Stored data entries
------------
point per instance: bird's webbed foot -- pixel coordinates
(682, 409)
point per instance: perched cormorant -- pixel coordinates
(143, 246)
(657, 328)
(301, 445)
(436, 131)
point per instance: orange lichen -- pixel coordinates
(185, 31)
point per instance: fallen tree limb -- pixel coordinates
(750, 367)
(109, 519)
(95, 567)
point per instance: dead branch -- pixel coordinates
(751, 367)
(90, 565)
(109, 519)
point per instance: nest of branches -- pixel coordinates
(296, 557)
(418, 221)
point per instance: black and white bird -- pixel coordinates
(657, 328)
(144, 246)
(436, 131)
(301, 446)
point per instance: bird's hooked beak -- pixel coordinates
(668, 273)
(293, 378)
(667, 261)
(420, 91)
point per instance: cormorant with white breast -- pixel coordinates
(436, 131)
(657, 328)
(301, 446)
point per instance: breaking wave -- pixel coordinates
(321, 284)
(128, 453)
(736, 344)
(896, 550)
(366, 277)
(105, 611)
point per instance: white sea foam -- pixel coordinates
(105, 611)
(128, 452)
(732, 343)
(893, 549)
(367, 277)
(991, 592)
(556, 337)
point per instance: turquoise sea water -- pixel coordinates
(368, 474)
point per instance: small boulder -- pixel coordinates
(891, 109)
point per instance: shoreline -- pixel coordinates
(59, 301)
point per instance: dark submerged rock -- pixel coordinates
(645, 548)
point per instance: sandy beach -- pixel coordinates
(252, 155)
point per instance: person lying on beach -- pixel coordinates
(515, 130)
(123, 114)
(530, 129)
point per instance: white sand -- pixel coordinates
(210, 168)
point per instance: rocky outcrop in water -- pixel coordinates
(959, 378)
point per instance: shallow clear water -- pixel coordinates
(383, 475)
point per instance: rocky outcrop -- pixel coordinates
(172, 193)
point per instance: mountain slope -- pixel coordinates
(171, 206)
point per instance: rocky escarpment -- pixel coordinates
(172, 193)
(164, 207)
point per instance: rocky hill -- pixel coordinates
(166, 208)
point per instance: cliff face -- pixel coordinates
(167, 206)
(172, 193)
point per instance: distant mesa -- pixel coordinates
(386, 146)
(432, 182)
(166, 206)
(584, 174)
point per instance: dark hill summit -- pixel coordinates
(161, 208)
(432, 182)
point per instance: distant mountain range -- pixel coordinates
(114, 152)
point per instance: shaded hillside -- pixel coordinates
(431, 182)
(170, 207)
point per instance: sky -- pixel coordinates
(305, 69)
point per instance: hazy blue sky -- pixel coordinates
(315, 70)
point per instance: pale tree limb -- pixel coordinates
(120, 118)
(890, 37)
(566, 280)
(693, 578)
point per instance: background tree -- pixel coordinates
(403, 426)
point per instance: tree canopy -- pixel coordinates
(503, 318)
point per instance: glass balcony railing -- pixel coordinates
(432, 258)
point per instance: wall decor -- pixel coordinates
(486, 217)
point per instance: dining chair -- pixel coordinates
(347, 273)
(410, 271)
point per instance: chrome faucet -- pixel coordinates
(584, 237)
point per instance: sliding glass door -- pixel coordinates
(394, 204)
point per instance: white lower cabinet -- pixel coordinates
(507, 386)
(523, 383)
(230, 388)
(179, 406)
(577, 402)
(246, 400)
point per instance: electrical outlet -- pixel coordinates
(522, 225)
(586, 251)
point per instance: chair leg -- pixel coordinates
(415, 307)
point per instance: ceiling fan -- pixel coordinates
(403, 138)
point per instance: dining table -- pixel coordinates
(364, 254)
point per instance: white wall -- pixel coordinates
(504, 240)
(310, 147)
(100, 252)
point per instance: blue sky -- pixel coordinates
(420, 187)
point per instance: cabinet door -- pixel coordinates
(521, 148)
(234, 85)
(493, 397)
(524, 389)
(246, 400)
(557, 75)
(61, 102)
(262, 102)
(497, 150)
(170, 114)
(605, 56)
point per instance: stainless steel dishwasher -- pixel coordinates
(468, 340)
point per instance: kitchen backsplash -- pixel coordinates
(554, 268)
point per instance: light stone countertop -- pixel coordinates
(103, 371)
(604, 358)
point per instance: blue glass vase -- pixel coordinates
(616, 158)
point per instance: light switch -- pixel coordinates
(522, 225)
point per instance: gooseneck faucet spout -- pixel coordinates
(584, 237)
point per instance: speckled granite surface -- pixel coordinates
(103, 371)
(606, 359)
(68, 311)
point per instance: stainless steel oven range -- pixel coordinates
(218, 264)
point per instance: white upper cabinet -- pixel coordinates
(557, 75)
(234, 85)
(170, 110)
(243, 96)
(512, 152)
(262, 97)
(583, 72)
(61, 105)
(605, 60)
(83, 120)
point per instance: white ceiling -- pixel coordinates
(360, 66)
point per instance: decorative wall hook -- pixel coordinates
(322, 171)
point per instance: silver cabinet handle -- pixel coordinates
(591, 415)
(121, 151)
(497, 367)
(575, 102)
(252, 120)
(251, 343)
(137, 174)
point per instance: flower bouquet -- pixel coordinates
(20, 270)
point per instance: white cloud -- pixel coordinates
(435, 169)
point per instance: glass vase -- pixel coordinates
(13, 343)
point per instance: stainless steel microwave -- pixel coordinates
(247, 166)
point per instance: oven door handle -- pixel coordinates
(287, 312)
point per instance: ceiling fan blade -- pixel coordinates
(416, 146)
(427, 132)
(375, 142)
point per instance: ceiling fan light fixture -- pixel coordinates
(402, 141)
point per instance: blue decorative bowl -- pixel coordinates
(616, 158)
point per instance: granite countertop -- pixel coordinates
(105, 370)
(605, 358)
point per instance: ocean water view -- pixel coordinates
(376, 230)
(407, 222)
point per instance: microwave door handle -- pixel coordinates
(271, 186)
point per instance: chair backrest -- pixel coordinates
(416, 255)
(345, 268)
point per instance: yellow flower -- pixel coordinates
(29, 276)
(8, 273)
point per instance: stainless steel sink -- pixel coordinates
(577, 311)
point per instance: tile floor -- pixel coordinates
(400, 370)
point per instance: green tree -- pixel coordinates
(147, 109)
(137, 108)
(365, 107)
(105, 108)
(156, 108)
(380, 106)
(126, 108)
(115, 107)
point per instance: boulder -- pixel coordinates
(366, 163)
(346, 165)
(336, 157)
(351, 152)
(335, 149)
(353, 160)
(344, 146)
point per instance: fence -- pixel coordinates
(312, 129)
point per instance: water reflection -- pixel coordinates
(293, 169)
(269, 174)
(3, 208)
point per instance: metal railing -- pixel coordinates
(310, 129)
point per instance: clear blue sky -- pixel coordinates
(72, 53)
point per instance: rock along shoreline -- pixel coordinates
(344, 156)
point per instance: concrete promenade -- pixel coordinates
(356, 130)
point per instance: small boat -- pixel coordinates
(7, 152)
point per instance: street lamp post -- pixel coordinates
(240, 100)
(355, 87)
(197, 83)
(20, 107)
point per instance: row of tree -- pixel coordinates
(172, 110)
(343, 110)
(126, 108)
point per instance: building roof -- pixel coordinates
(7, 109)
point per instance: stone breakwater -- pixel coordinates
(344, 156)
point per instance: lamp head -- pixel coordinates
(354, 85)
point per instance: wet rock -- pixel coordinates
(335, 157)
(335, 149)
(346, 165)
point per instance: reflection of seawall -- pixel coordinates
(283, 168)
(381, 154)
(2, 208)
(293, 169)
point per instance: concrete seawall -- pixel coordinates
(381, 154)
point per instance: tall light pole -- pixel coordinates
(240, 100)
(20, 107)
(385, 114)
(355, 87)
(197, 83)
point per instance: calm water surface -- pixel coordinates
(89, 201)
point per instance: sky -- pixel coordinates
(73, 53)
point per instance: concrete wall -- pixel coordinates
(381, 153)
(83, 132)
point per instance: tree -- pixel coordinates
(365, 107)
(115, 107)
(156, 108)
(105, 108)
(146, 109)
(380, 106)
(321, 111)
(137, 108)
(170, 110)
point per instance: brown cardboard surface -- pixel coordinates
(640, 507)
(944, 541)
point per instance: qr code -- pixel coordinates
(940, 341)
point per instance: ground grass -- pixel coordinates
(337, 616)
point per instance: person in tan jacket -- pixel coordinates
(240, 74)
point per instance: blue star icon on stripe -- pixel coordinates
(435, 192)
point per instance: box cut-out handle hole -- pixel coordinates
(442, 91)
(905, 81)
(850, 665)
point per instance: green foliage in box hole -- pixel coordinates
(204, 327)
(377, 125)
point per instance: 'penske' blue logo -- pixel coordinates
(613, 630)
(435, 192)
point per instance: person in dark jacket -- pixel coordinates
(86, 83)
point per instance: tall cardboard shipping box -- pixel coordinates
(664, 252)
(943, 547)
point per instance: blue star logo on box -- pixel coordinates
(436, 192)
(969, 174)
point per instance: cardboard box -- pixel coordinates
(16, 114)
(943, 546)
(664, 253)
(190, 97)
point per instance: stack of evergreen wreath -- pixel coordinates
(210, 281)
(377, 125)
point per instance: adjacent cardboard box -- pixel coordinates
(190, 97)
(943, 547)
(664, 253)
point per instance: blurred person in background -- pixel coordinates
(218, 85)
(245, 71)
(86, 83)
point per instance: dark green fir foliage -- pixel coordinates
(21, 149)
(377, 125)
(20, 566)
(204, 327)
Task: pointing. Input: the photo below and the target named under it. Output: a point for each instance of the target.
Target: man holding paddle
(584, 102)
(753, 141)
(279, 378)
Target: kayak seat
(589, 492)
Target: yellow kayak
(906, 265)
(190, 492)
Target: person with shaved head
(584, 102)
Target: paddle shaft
------------
#### [Aim of the task]
Output an exact copy of the lines from the one holding "point per instance: dark green" to the last line of the data, inclusive, and nothing beyond that range.

#### [Reply]
point per instance: dark green fir foliage -- pixel coordinates
(21, 149)
(377, 125)
(20, 566)
(204, 327)
Task: pointing. Input: the photo below and the target named under it. Output: a point for each instance of the target.
Target: man holding paddle
(584, 102)
(753, 141)
(279, 378)
Target: kayak seat
(589, 492)
Target: yellow kayak
(906, 265)
(190, 492)
Target: person with shaved head
(584, 102)
Target: paddle shaft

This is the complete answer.